Stored items:
◇ ◇ ◇ ◇ ◇
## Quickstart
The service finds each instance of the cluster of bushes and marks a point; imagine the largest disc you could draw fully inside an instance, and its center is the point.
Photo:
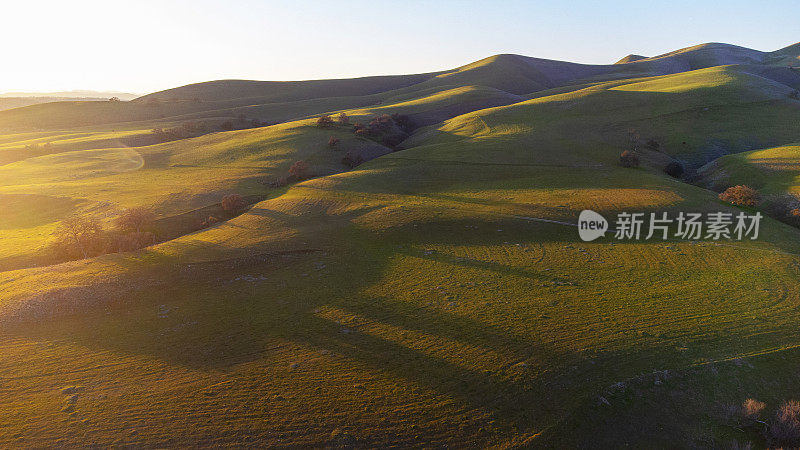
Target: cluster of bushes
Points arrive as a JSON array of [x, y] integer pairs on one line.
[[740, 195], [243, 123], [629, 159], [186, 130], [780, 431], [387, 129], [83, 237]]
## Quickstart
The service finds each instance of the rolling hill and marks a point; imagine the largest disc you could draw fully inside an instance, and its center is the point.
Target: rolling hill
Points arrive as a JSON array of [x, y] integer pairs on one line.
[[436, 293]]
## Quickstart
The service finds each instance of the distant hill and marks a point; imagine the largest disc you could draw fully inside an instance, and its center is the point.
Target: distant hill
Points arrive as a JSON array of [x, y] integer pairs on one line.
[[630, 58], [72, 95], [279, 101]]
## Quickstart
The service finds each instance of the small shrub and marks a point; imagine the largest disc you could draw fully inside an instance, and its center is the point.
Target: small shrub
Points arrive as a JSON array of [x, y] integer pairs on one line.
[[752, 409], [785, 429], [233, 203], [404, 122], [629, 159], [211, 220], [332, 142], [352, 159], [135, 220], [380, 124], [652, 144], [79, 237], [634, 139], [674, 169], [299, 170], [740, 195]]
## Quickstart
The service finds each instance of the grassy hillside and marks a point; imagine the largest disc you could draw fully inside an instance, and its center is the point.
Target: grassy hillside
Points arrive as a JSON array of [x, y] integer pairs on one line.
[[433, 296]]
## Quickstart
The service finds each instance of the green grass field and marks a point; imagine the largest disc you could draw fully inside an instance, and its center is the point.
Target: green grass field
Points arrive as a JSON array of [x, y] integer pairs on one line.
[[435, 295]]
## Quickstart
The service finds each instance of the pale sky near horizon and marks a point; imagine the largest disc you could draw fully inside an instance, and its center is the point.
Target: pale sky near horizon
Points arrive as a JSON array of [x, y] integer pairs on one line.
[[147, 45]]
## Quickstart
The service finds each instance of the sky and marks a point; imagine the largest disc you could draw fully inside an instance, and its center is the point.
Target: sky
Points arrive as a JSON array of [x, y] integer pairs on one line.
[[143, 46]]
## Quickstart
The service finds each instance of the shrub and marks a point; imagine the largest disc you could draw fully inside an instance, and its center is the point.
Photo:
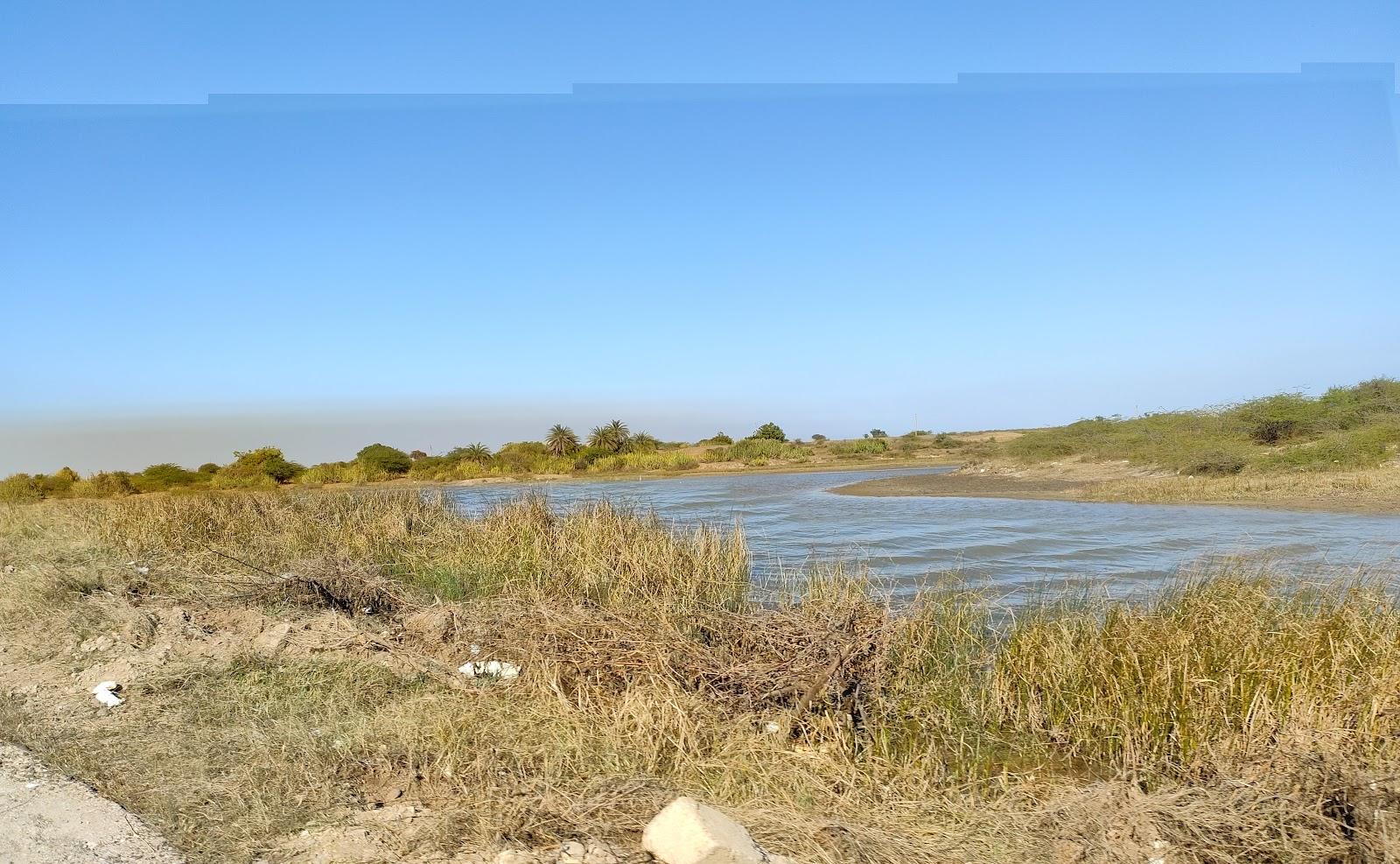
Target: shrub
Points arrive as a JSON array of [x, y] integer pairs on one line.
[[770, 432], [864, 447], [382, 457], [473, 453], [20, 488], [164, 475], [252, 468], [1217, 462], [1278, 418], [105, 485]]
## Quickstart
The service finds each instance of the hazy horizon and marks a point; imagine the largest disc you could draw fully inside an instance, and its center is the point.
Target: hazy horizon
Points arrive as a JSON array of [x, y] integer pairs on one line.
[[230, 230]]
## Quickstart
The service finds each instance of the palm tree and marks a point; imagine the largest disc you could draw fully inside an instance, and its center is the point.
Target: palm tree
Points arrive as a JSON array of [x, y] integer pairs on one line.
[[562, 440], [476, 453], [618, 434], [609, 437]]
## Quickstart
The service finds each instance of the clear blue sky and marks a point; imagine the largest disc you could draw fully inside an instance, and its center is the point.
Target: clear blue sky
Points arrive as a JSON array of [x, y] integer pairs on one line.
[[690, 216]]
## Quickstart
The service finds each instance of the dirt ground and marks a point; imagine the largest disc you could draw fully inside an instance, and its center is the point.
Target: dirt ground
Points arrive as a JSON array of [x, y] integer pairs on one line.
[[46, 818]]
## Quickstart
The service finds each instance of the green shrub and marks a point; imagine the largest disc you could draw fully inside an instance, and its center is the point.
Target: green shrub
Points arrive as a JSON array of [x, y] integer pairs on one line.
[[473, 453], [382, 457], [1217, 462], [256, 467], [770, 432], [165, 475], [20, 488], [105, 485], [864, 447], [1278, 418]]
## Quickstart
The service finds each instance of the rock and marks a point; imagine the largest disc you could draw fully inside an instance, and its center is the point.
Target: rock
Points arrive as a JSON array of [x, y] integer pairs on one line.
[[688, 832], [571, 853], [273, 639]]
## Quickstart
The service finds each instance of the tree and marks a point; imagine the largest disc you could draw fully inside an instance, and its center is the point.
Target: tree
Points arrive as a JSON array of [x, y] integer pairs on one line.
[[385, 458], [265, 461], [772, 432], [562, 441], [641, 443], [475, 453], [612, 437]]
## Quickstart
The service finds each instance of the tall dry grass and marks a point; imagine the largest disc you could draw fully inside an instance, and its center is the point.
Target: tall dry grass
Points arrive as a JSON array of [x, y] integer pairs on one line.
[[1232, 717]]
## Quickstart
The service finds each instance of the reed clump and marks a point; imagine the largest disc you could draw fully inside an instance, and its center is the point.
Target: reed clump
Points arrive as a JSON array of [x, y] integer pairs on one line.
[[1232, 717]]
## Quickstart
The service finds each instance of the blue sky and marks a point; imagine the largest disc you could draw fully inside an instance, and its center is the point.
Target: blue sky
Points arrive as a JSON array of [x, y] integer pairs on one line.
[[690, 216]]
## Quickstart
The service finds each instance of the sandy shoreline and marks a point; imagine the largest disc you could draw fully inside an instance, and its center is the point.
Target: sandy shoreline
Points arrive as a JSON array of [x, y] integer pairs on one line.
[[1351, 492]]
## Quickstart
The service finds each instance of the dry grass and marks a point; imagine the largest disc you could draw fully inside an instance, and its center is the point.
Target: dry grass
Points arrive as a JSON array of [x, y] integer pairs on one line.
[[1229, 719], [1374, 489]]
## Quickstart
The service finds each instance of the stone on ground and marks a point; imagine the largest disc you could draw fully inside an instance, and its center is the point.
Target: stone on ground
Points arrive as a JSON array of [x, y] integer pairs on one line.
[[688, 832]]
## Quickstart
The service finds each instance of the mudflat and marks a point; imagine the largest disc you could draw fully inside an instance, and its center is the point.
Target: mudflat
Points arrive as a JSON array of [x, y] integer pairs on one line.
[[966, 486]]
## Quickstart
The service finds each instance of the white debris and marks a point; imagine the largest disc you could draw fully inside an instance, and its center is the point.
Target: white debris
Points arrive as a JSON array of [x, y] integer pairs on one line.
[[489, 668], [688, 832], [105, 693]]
◇ ◇ ◇ ◇ ◇
**YOUR ASSIGNMENT**
Repeat the entries faithfully. Any picture gets left out.

**TASK RESPONSE**
## Quickstart
The service finds each instance of the cluster of bushes and marks a point; imagine the largest disc you could draw fully inside an instance, and its center is the point.
Photo:
Target: cluster of bushes
Points arrive as a JSON array of [x, y] integer pairs on one line.
[[740, 195], [243, 123], [629, 159], [186, 130], [780, 431], [387, 129], [83, 237]]
## Quickstart
The service finds each instance of the rolling hill and marks a point; imagine the largest disc you could draw fully inside an instance, and its center is the point.
Target: rolling hill
Points arrive as a JSON array of [x, y] integer pairs on one line.
[[436, 293]]
## Quickstart
The service finds each instance of the distant hill and marks a point; imagine the largest disc you could draw fully inside an instance, and its center is the point.
Target: distant hill
Points arrive as a JSON array of [x, y] integer pairs on one line.
[[630, 58], [72, 95], [279, 101]]
## Quickstart
The service finds each instance of the small shrub and marks a point; imagine the largest disc you could draw fully inside an instance, and its center is the point.
Target: small shrub
Points arrive as a JSON array of [x, y] integer pairs on one line.
[[752, 409], [785, 429], [233, 203], [404, 122], [629, 159], [211, 220], [332, 142], [352, 159], [135, 220], [380, 124], [652, 144], [79, 237], [634, 139], [674, 169], [299, 170], [740, 195]]
## Quickstart
The service finds each instance of the grassy hillside and marks a point; imagine the largest disc you could draw fully inside an instance, and its center is the point.
Target: grassy hillside
Points arrive as a JSON array of [x, y] integer pairs on one line.
[[433, 296]]
## Quickstart
The service finds each instance of the green grass field and marks a point; imagine the largest disc you could draw fully inside an instance, and its center is the point.
Target: green grass field
Points arrive as a JSON array of [x, y] integer pairs on one line.
[[435, 295]]
## Quickstart
The service finds each instance of the pale sky near horizon and marks a point; imagine the largest disc you could draw fully inside an instance, and its center is the point.
Target: pale sky near horizon
Points arrive as a JSON array of [x, y] integer pairs on one line.
[[147, 45]]
## Quickstart
The service finds each instance of the sky and marks a point; imagine the largest disc you could draw fully inside an instance, and its center is the point.
Target: sky
Points arrive as a JSON array of [x, y] integer pairs on one line.
[[143, 46]]
## Quickstart
The service finds each instance of the shrub and marks a point; imagine the largest disc you could draw fully inside an instance, and its center is the point.
Photo:
Target: shrub
Points arrive as a JSON array of [x, y] integer pairs on one line.
[[770, 432], [864, 447], [382, 457], [473, 453], [20, 488], [164, 475], [252, 468], [1217, 462], [1278, 418], [105, 485]]
## Quickstart
The service finds each instance of the hazy horizon and marks a point; imagine the largest disc you could draw fully inside an instance, and its center is the point.
Target: hazy horizon
Points arrive as a JSON array of [x, y] integer pairs on one line.
[[230, 230]]
## Quickstart
The service finds each instance of the palm tree and marks a point; imagine the largest disc you could draw fully inside an instance, and its center is the point.
Target: palm tree
Points arrive as a JSON array of [x, y] integer pairs on one line.
[[562, 440], [476, 453], [618, 434], [609, 437]]
## Quickstart
The service finds each instance of the clear blue sky and marks a point; imagine the largest disc you could draw fully inside an instance, and its center is the point.
Target: clear blue sky
Points arrive as a JSON array of [x, y] integer pairs on one line.
[[690, 216]]
## Quickstart
The service finds each instance of the dirt ground and marks a point; imagine the largest disc you could draw fully inside an instance, and its center is the point.
Target: dirt ground
Points arrive as a JSON array of [x, y] integer pairs on one line.
[[46, 818]]
## Quickstart
The service finds each instance of the green shrub and marks a point; imagine the largest disc you could draw fully inside an instance, and its center is the point.
Target: green shrub
Points arrive as a JSON array of [x, y] integer pairs on one line.
[[473, 453], [382, 457], [1217, 462], [256, 467], [770, 432], [165, 475], [20, 488], [105, 485], [864, 447], [1278, 418]]
## Quickstart
The service finds each instance of the rock and marks a point; imagine the largest disc you could draw fully inside an instance, and its center is the point.
Target: rock
Points arrive as a JSON array of [x, y] integer pairs on one line.
[[688, 832], [571, 853], [273, 639]]
## Quickstart
The service finds each instance of the tree and marks a point; imagine the largest disc you could draw fully inside an instance, and its center is the point.
Target: tree
Points arrive as a JSON array of [x, y] integer pairs on one line.
[[385, 458], [265, 461], [772, 432], [562, 441], [641, 443], [475, 453], [612, 437]]
## Quickstart
The service finds each instance of the tall dry grass and marks a point; imagine the largest disc you could draw fully inside an instance, and its center is the point.
Target: tall dry grass
Points arrive as a JSON array of [x, y] integer pairs on one line.
[[1232, 717]]
## Quickstart
The service finds each instance of the reed clump and marks a point; imagine the largest disc you could draw fully inside an instance, and its center is the point.
Target: reed clump
Points arrive as a JSON array of [x, y] integer pairs on one line.
[[1232, 717]]
## Quickstart
The service finds each instance of the blue sky and marks a point; imagine the largest disc you could draw fully inside an instance, and its center is the point.
Target: blue sky
Points arrive as a JSON array of [x, y] integer pairs on one line.
[[690, 216]]
## Quickstart
The service finds each instance of the sandy shoreline and marks a point; imagine the largest disc you could draw fully inside an instance, and its center is the point.
Target: sandy shoreline
Points arrive as a JSON array of [x, y] integer pairs on one line.
[[1351, 492]]
## Quickstart
The service finds each instance of the dry grass and marks a point; imagine the largest disc you could draw fully inside an instance, and its center is the point.
Target: dry grass
Points arrive as a JSON array of [x, y] integer pairs on one line.
[[1229, 719], [1374, 489]]
## Quickstart
The service finds each instance of the stone on ground and marks a point; imagine the largest disc you could draw fully inside an instance, and its center is the point.
Target: stone on ground
Points arrive as a JSON array of [x, y] integer pairs on one line.
[[688, 832]]
## Quickstart
The service finds each instance of the mudflat and marks a point; imagine the largest disc you could draw fully inside an instance, and its center is the point.
Target: mudflat
Points arrive as a JSON array of [x, y] integer pairs on one line.
[[966, 486]]
## Quickstart
The service finds each instance of the white debris and marks a point; imagine the largest disc you could draw fully inside an instance, and its center is the point.
Target: white debris
Points arrive as a JSON array of [x, y] integer pairs on one line.
[[489, 668], [688, 832], [105, 693]]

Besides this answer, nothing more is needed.